What you will do |
• a. In the 22nd Infantry history, copy the stretch from "General disposition of" through "place for duty." word for word.
• b. In the 22nd Infantry history, who was the first to dash through the sleeping Indian camp?
• c. Write the next part of the 22nd Infantry history, picking up after its last sentence.

Selection |
┌──

1st Battalion 22nd Infantry





(Part Two)


General disposition of elements of the 22nd Infantry 1866-1896


In March, 1877, Companies G and H marched through deep snow to Tongue River, joining the garrison at that place for duty.

On April 30th, Companies E, F, G and H, together with two companies of the 5th Infantry, four troops of the 2d Cavalry and Lieutenant Casey's scouts, made up of men of the 5th and 22d Infantry and a few civilians, marched under command of General Miles from the cantonment, the object being to attack a renegade band of Indians, chiefly Minneconjous, under the leadership of Lame Deer, which was camped on the Rosebud. over 100 miles distant by the detour which it was necessary to make. At a point on Tongue River, sixty miles from the cantonment, the train was corraled and left under guard of Companies E and H, 5th, and G, 22d Infantry; the scouts, Troops F, G, H and L, 2d Cavalry, and Companies E, F and H, 22d Infantry, with a few pack-mules to carry ammunition and rations, cut across the Rosebud, moving up that stream, and after a very hard march with scarcely a halt during two nights and one day, early on the morning of May 7th surprised and attacked the Indians near the mouth of Muddy Creek, now called Lame Deer, an affluent of the Rosebud, a beautiful valley where the Northern Cheyenne Agency is now located. Lieutenant Casey, with his detachment closely following him, was the first to dash through the slumbering camp, surround and take possession of the herd of 450 ponies. He was quickly followed by Lieutenant Jerome, who headed a troop of the 2d Cavalry, then followed the rest of the cavalry. The Indians opened fire, which was responded to by the troops. As soon as possible they were called upon to surrender. Lame Deer and Iron Star, his head warrior, appeared desirous of doing so, but the Indians again commenced firing upon the troops, which ended the peace-making; the fight was resumed and they were driven from the camp. Fourteen of them were killed, including Lame Deer and Iron Star, 450 ponies and the entire camp fell into the hands of the troops, among whom there were several killed and wounded.

└──

Data section |
┌──

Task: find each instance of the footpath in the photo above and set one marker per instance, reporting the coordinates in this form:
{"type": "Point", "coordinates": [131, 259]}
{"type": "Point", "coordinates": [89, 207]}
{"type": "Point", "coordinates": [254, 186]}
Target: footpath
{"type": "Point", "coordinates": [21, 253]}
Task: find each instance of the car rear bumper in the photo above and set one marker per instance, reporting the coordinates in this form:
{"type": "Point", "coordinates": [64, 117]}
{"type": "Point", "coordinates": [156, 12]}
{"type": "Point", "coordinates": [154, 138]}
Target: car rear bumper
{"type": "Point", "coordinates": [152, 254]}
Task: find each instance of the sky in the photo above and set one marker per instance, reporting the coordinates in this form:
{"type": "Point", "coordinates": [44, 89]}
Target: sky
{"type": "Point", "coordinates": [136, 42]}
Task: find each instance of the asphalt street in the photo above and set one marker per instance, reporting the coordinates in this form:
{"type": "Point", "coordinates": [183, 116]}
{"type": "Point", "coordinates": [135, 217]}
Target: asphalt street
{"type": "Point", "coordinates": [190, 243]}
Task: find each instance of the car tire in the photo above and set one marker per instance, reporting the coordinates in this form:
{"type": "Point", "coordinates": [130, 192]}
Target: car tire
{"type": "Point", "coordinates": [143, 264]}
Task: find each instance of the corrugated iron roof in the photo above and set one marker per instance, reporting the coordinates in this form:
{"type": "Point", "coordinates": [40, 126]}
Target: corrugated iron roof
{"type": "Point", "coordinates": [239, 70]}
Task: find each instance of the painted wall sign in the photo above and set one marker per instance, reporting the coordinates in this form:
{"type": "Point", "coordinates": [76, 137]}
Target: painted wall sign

└──

Expected answers |
• a.
General disposition of elements of the 22nd Infantry 1866-1896


In March, 1877, Companies G and H marched through deep snow to Tongue River, joining the garrison at that place for duty.

• b. Lieutenant Casey

• c.
LT Casey's Indian Scouts on winter campaign

The battalion of the 22d hearing the firing in front, quickened its march, arriving upon the scene shortly after the engagement and immediately took posts surrounding the camp. Firing between the troops and Indians was kept up the entire night, so there was very little sleep in camp. The next morning after burning the captured camp, the troops started back toward Tongue River, every infantry soldier being mounted on a captured pony, besides which there was a herd of them to be driven. That night the Indians made another attempt to recapture their ponies, but they were driven off by the rifles of the troops, and the ponies were successfully taken in to the cantonment, where they were used for several years in mounting the infantry.

Company E returned to the cantonment, but F, G and H made a scout, in company with the 2d Cavalry, toward the Little Big Horn, returning to the cantonment May 31st. Companies I and K left Glendive May 25th, reaching Tongue River by steamer on the 27th, and soon thereafter the battalion was again consolidated under command of Colonel Hough. About this time however it was understood that the Indian hostilities had ended and that the 22d would return to its eastern station. Colonel Hough was ordered to his post, Fort Mackinac, and the companies, under command of Col. H. M. Lazelle, 1st Infantry, together with a troop of 7th Cavalry and two companies of the 1st Infantry, left by boat June 16th, arriving at the mouth of Powder River the same day, thence a long scout was made toward the Black Hills country. The trail of Lame Deer's band was struck and followed in a northerly direction for several days, the troops getting so close upon the band at one time that the scouts under Lieutenant Casey were attacked by a large number of them, one Indian being killed. Their camp was located in the bad lands of the Little Missouri near Sentinel Buttes, to which place the expedition made an all night march but the Indians had taken the alarm and escaped. At that point Colonel Lazelle relieved the battalion, and under command of Bvt. Major C. J. Dickey, it made a famous march to Fort Abraham Lincoln.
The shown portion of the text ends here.